:: AVAILABLE DATA ::

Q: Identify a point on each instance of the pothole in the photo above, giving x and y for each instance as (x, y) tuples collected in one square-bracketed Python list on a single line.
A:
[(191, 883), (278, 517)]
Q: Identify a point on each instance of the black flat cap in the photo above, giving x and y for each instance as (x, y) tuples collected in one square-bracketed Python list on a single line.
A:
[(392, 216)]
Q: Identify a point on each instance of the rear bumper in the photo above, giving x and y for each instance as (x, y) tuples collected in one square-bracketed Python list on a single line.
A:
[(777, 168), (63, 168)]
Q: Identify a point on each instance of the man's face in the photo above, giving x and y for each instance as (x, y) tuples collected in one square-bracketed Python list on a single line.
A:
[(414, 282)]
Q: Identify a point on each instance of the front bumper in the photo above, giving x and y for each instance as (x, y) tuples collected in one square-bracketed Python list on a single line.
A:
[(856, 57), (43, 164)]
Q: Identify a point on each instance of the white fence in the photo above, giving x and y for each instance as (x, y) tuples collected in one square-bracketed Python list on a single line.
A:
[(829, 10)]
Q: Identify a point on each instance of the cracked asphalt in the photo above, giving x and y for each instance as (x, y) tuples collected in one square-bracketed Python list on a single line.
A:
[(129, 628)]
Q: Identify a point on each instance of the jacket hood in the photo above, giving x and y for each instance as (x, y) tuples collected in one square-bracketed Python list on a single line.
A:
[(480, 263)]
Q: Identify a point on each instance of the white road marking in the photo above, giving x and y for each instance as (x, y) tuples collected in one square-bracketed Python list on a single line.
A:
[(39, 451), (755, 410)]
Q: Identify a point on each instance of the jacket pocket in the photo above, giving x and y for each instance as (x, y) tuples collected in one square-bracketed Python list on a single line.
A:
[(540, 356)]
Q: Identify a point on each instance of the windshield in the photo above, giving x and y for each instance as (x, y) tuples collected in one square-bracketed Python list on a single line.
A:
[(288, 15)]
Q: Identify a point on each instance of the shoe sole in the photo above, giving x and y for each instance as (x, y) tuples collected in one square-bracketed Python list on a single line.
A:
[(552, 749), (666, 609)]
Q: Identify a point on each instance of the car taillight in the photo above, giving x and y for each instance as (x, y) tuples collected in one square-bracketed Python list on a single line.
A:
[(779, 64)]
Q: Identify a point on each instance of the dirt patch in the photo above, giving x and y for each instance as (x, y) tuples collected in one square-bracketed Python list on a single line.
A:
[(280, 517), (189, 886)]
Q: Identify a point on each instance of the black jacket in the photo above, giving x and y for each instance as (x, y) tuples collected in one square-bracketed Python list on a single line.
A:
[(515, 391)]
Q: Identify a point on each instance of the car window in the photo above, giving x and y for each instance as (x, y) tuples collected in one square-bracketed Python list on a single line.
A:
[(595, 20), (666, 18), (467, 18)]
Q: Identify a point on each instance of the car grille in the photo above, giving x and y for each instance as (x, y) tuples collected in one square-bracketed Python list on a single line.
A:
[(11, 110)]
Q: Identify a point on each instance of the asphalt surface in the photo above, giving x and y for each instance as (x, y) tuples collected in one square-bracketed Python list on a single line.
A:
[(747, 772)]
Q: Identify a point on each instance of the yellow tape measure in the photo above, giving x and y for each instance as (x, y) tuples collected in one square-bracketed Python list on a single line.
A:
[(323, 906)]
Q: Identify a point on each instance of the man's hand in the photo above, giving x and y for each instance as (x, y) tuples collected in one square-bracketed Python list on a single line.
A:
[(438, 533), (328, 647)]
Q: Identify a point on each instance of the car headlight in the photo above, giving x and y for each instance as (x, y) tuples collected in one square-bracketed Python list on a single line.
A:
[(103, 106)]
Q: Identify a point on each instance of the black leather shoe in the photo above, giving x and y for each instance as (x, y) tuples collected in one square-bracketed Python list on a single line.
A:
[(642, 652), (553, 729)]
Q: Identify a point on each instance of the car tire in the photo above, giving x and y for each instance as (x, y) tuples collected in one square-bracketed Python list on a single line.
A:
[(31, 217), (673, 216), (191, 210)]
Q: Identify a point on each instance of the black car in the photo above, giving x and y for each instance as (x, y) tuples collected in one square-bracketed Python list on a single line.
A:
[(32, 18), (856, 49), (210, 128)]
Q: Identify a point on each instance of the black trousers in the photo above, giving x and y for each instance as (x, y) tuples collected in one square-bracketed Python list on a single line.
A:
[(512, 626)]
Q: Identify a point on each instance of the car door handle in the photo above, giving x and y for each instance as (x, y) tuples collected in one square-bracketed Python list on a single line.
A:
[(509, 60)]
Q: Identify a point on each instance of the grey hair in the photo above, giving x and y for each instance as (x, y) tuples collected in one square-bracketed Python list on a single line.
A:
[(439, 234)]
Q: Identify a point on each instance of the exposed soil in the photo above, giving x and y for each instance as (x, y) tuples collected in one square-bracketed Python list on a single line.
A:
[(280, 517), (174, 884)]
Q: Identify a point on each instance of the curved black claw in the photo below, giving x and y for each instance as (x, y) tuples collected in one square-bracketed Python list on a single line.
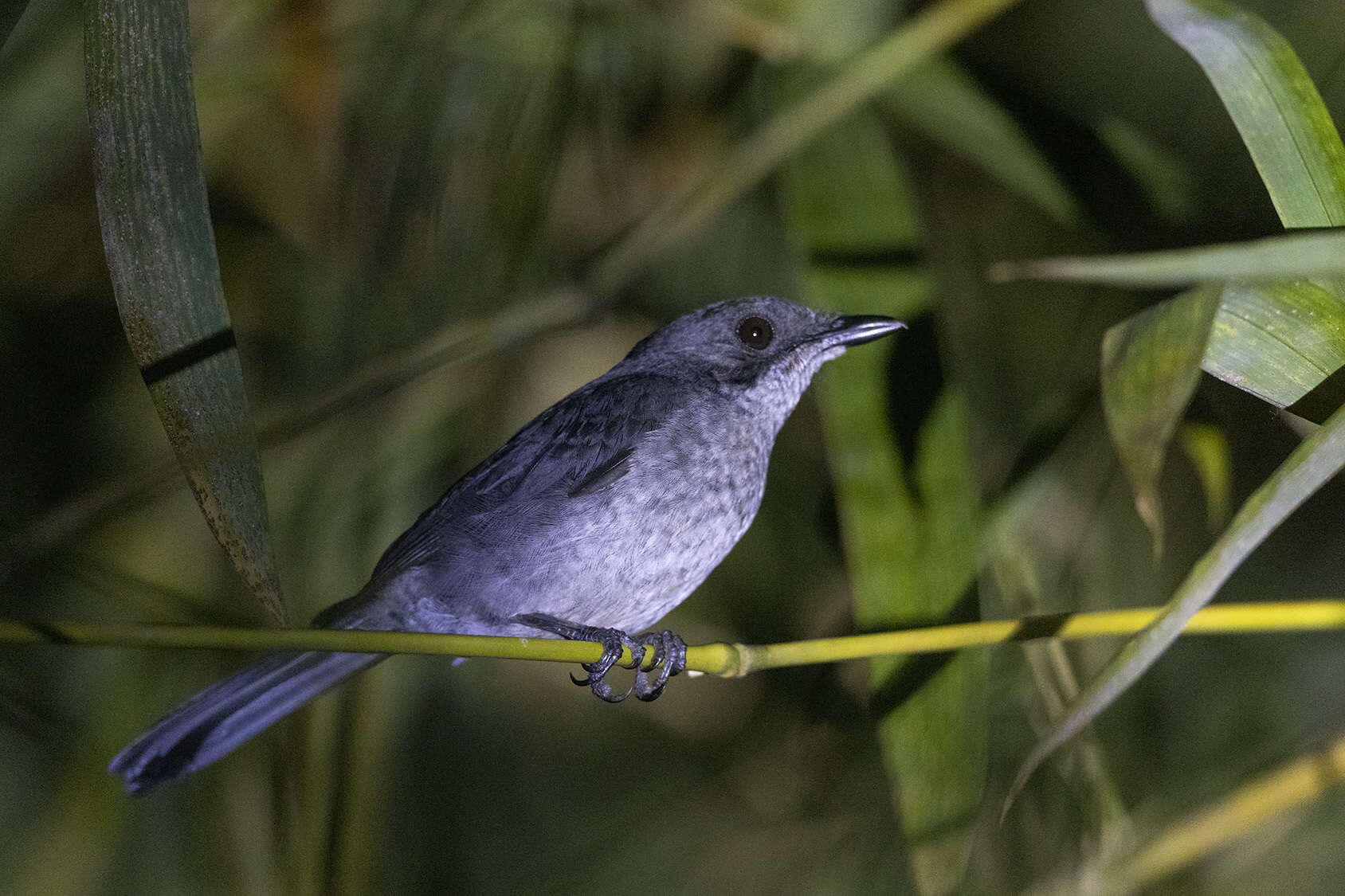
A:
[(612, 640), (669, 657)]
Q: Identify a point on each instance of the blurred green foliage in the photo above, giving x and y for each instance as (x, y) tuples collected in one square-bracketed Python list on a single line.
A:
[(408, 201)]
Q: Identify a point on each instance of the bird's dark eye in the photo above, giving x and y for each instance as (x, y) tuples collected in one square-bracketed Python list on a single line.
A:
[(756, 333)]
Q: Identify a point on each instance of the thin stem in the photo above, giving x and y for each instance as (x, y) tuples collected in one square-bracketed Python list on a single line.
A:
[(716, 659)]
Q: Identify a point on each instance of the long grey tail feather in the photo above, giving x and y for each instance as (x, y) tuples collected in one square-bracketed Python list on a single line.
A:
[(230, 712)]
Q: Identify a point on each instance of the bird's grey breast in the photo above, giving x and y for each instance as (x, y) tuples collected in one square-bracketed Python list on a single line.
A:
[(608, 509)]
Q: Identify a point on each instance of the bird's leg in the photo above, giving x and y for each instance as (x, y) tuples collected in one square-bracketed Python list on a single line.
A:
[(612, 640), (669, 650)]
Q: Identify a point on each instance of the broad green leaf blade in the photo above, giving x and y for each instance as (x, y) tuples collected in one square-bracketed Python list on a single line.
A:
[(1284, 257), (1272, 100), (1310, 466), (160, 251), (845, 194), (911, 560), (1151, 365), (1280, 342), (944, 104)]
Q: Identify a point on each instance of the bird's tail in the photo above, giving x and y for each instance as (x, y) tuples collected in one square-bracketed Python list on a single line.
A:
[(228, 714)]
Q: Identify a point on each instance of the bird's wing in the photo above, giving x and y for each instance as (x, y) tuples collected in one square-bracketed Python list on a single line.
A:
[(577, 447)]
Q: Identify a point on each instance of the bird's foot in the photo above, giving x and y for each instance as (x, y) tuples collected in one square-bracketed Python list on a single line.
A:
[(669, 658), (612, 640)]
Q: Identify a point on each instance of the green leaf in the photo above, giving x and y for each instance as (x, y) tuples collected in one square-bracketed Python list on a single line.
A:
[(915, 560), (1310, 466), (1206, 448), (845, 193), (865, 77), (160, 251), (944, 104), (1151, 365), (1288, 256), (1272, 100), (1280, 342), (10, 14)]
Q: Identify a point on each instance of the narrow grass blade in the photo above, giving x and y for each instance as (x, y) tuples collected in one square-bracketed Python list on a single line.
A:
[(944, 104), (932, 30), (1284, 257), (1151, 365), (160, 251), (1312, 464)]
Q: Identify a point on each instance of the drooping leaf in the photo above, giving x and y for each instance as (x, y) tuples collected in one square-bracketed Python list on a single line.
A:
[(1272, 103), (160, 252), (1151, 365), (1282, 342), (1306, 470), (1300, 156)]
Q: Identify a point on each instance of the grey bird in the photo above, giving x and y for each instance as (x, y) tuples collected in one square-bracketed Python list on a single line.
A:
[(594, 521)]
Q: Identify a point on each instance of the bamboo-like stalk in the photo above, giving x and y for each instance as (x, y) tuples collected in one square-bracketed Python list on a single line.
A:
[(716, 659)]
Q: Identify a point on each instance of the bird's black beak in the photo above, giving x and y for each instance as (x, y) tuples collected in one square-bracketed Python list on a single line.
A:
[(856, 330)]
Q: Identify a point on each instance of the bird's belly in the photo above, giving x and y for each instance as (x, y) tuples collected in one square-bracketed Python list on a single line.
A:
[(625, 554)]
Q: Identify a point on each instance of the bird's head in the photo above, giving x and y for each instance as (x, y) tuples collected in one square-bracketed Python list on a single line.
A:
[(763, 347)]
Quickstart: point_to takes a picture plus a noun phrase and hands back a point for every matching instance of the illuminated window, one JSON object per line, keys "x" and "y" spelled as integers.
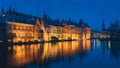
{"x": 9, "y": 27}
{"x": 14, "y": 27}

:::

### WORK TO COMPLETE
Put every line from the first one through the line holding "[(856, 57), (43, 164)]", inclusive, into a Markdown table with the columns Index and Text, giving each line its own numbered row and leaving out blank lines.

### EXERCISE OUTPUT
| Index | Text |
|---|---|
| 1 | Q: Identify a point on each instance of the pothole in the photo above, giving x and y for each instance as (x, y) tuples collected in one square-bracketed Python list on a single line. |
| 2 | A: |
| 3 | [(191, 883), (278, 517)] |
| 4 | Q: Identify a point on each instance of the black flat cap in the photo above, giving x and y for each instance as (x, y) tuples collected in one square-bracketed Python list on a single line. |
| 5 | A: |
| 6 | [(392, 216)] |
| 7 | Q: Identify a point on each instance of the rear bumper in the photo above, giving x and y for each instance as (x, y) tuples collected in one square-bracketed Python list on a single line. |
| 8 | A: |
| 9 | [(777, 168), (63, 168)] |
| 10 | Q: Identify a point on each instance of the man's face in the photo above, giving x and y for each instance as (x, y) tuples collected in one square-bracketed Python list on a single line. |
| 11 | A: |
| 12 | [(414, 282)] |
| 13 | Q: Identify a point on each instance of the front bumper in the photo above, giving x and y for each instance as (x, y) tuples collected in one square-bracketed Python list on a single line. |
| 14 | A: |
| 15 | [(856, 57), (43, 164)] |